Document:

-----

But they didn’t get together just then.
They became close while touring. A night of salsa dancing in Germany clinched it. “I realized that I was really starting to like him,” Linda says.
They married three years later, on Jan. 5, 2001, not coincidentally the birthday of Alvin Ailey (1931-89), who founded the dance company in 1958.
In keeping with a winter tradition in Atlanta, Alvin Ailey returns to the Fox Theatre with three programs. No matter which you see, you’ll catch Glenn and Linda Sims in showcase moments. They’ve performed in more than half the company’s 250 works, including the pas de deux “Fix Me, Jesus” in the famous gospel ballet Revelations, more than 2,000 times — and claim to never tire of it.
Artistic director Robert Battle calls Glenn “a strong Ailey man in the best sense.” There’s a certain way about his dancing, his “grounded-ness, his warmth as a performer and his expressiveness, that’s earthy but also ethereal,” says Battle.
Linda, says Battle, is “equally spectacular. As an audience member watching her, I remember thinking that she could do anything. When she steps onto the stage you just feel completely secure.” From the most classical ballet work to hip-hop or Afro-Caribbean movement, “whatever you give Linda she is going to tackle it, be effervescent, and go above and beyond expectations.”
On this trip Ailey brings 10 pieces to Atlanta, including the much-anticipated “Odetta,” choreographed by powerhouse Ailey dancer Matthew Rushing, now a guest artist. The 40-minute work pays tribute to Odetta Holmes, the singer-songwriter-activist who was a prominent voice of the civil rights movement.
Program high points for Linda, 38, include the majestic “Suspended Women” by Jacqulyn Buglisi, a master teacher and former Martha Graham dancer. The piece illuminates the challenges of women through the ages. Linda calls it “quiet at times, mesmerizing, powerful.”

-----

Your tasks:
1. Using the Alvin Ailey article, answer these:
(a) On what date did Glenn and Linda Sims marry?
(b) Who choreographed "Odetta"?
(c) How old is Linda?
2. Which dance works does the Alvin Ailey article name by title?
3. How might the Alvin Ailey article go on after its last sentence? Continue it.
The items that come next are separate material, unrelated to the Alvin Ailey article.

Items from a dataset
-----

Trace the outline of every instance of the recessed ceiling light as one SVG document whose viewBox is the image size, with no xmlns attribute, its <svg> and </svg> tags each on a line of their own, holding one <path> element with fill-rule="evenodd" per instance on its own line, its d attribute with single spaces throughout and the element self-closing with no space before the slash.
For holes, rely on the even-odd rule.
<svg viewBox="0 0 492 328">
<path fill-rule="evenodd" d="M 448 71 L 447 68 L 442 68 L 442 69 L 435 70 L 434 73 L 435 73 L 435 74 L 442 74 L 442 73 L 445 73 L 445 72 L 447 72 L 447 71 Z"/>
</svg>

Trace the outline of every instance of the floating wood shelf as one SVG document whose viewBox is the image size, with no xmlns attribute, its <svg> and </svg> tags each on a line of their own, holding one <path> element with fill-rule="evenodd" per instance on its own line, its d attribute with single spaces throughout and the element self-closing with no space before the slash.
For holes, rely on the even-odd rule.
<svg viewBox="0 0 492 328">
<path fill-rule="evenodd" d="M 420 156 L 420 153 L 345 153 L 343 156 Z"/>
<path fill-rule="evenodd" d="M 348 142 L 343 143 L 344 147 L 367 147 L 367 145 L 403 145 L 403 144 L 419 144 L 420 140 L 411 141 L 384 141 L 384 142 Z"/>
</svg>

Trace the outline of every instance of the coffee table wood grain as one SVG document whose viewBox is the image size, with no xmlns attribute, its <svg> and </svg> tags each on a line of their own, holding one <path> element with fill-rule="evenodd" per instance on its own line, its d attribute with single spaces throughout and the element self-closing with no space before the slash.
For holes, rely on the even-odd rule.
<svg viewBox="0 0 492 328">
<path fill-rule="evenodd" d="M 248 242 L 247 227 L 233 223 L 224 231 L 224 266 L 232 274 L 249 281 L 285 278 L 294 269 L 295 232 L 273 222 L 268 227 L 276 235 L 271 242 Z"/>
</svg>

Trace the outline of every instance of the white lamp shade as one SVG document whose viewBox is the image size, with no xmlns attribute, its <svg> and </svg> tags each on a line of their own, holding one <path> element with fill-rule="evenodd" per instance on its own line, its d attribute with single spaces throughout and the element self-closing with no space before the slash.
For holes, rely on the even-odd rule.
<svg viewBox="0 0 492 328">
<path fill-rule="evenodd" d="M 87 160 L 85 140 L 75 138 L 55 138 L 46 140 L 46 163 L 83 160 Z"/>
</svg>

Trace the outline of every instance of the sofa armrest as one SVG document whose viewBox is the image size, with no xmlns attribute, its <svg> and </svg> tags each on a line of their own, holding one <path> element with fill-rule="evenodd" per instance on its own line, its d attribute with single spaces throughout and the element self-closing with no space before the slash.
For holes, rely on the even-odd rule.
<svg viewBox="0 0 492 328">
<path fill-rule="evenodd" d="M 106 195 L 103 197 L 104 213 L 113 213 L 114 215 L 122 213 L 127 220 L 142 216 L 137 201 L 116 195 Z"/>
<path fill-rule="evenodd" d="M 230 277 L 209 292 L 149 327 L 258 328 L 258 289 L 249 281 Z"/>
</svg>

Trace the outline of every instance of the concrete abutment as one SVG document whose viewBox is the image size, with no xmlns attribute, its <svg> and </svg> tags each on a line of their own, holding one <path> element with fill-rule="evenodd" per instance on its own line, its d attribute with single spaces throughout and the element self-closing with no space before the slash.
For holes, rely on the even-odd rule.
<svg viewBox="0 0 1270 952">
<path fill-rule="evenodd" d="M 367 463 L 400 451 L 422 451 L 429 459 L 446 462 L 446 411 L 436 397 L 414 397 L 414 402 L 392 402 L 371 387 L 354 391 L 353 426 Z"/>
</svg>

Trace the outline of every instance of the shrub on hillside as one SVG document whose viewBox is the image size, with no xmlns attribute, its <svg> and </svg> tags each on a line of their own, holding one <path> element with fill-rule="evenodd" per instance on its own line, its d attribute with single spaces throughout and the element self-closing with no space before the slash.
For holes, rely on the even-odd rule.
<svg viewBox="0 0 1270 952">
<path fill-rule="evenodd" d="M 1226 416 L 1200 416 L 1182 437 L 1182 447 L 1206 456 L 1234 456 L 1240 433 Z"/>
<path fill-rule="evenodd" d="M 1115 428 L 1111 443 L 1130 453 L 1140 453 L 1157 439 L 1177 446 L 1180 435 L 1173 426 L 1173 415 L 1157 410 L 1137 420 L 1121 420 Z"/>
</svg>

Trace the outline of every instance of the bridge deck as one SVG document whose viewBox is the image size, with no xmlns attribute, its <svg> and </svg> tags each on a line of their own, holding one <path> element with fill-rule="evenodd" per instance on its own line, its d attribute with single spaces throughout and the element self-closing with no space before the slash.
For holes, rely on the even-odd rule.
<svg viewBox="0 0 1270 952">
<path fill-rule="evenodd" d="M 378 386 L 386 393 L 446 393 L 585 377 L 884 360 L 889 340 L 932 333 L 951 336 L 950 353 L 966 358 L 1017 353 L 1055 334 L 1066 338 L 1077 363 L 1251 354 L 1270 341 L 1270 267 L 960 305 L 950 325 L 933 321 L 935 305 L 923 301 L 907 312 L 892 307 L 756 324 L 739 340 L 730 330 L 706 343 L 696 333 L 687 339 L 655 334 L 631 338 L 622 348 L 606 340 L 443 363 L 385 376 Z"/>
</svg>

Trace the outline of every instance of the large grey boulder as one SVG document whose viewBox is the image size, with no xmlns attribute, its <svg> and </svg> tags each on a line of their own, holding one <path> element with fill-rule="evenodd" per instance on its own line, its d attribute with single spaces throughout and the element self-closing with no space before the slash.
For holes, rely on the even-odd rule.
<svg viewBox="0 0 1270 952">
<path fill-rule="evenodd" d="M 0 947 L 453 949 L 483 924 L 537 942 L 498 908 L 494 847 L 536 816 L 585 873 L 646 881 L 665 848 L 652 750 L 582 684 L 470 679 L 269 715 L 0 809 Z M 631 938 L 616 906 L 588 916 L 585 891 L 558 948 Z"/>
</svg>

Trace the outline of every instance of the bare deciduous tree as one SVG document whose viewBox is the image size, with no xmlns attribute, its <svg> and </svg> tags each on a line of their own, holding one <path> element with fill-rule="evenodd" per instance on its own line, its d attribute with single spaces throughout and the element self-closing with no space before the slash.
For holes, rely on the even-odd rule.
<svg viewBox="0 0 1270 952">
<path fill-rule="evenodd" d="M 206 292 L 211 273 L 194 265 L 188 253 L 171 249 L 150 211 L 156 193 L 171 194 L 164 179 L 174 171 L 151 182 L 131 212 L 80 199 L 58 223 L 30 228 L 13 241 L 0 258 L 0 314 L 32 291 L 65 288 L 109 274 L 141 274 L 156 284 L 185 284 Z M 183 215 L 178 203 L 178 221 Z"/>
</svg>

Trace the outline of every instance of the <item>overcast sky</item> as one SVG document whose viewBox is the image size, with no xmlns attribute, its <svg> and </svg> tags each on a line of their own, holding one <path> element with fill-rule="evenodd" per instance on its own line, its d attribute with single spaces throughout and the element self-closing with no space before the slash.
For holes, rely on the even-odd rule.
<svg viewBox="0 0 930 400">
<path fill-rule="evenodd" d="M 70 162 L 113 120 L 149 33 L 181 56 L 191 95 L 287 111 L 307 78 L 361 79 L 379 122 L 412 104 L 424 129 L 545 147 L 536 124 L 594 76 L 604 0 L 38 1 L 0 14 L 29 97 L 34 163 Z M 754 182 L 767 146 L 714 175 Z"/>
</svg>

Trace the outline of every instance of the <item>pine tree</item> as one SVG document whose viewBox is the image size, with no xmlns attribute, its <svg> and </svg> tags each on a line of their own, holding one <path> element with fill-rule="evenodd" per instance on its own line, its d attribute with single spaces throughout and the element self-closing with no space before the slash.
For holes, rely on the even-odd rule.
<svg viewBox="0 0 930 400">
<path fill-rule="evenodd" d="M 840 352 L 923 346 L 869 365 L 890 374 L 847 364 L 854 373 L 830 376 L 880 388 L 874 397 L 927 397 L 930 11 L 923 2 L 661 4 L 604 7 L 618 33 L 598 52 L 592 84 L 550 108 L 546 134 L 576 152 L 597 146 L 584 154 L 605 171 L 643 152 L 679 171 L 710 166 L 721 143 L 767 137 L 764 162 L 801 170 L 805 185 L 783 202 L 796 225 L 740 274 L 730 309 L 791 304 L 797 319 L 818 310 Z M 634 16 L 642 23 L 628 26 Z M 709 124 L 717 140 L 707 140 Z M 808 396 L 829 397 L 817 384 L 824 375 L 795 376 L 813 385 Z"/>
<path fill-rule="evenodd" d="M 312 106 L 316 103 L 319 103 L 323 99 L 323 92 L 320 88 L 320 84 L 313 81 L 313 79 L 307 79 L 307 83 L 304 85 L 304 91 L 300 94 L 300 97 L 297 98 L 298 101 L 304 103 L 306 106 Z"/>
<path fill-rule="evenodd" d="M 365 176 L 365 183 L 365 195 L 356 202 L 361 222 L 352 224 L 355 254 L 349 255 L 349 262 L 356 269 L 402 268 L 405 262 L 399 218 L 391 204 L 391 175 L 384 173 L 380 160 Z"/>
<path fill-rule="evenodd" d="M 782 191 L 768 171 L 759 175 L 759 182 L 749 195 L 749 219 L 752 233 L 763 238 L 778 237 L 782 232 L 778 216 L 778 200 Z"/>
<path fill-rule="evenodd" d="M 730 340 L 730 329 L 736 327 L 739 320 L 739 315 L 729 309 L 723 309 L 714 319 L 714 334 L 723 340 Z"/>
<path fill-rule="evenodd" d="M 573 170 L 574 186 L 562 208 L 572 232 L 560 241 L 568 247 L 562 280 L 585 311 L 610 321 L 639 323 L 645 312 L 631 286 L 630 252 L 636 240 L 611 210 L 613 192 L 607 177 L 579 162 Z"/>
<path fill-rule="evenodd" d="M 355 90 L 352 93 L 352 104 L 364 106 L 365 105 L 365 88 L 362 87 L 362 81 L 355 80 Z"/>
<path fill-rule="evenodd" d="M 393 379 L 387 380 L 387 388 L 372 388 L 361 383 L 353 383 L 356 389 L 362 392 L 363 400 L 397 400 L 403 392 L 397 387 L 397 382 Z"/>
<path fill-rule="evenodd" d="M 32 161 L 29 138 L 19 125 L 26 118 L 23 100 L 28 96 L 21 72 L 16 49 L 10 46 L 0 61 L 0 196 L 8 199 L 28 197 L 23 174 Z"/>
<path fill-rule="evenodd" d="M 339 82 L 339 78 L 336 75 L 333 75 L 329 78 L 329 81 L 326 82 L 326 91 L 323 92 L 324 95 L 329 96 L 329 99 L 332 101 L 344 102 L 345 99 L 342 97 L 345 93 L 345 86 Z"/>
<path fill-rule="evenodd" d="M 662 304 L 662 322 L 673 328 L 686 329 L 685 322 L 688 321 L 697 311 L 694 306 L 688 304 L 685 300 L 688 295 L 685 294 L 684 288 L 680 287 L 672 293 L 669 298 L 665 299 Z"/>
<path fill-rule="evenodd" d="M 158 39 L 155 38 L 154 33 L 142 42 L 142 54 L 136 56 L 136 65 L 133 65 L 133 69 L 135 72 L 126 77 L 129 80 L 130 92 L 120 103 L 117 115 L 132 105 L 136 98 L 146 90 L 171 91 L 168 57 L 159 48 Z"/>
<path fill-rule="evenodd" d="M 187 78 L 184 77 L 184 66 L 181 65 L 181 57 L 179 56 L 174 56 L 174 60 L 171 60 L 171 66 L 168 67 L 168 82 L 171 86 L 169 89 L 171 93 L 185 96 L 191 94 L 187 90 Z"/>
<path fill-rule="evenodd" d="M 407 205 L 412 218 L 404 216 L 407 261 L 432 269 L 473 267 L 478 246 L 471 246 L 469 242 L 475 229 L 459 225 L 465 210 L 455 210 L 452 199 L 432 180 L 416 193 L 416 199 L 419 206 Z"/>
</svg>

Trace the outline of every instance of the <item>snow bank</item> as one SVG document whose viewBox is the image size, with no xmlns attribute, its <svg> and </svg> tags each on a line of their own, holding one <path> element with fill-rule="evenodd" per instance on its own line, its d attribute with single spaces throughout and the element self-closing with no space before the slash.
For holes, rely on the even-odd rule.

-----

Outputs:
1.
(a) Jan. 5, 2001
(b) Matthew Rushing
(c) 38

2.
"Fix Me, Jesus"
Revelations
"Odetta"
"Suspended Women"

3.
Glenn, 39, enjoys “Uprising” because there’s room for improv and he enjoys the creative challenge. It’s a high-intensity piece for seven men, “so a whole lot of testosterone. We get to smack and punch each other.”
The couple will perform a duet within Polish Pieces, in which the man frequently faces away from the audience. So, Glenn says, “I have to translate and emote with my back. The woman is trying to get the man’s attention and doing subtle things to see if I can respond to her.”
Whenever she has the chance to be a powerful woman up against a man, Linda says she’s having a good time. “It’s kind of like playing house. I get to portray that I am the powerful one and he is subdued. I can have fun with that.”
Glenn has been paired with others for Polish Pieces but says it feels new every time he gets to dance it with his wife. “It highlights our intimacy.”
“If I had my way, I would only dance with Linda,” he says. “The partnership comes so much more naturally because we are so close. She makes the most gorgeous line and I just love to frame her. In classical partnering, they always say the woman is the picture and the man is the frame.”
Together, perhaps, they’re a portrait for the ages.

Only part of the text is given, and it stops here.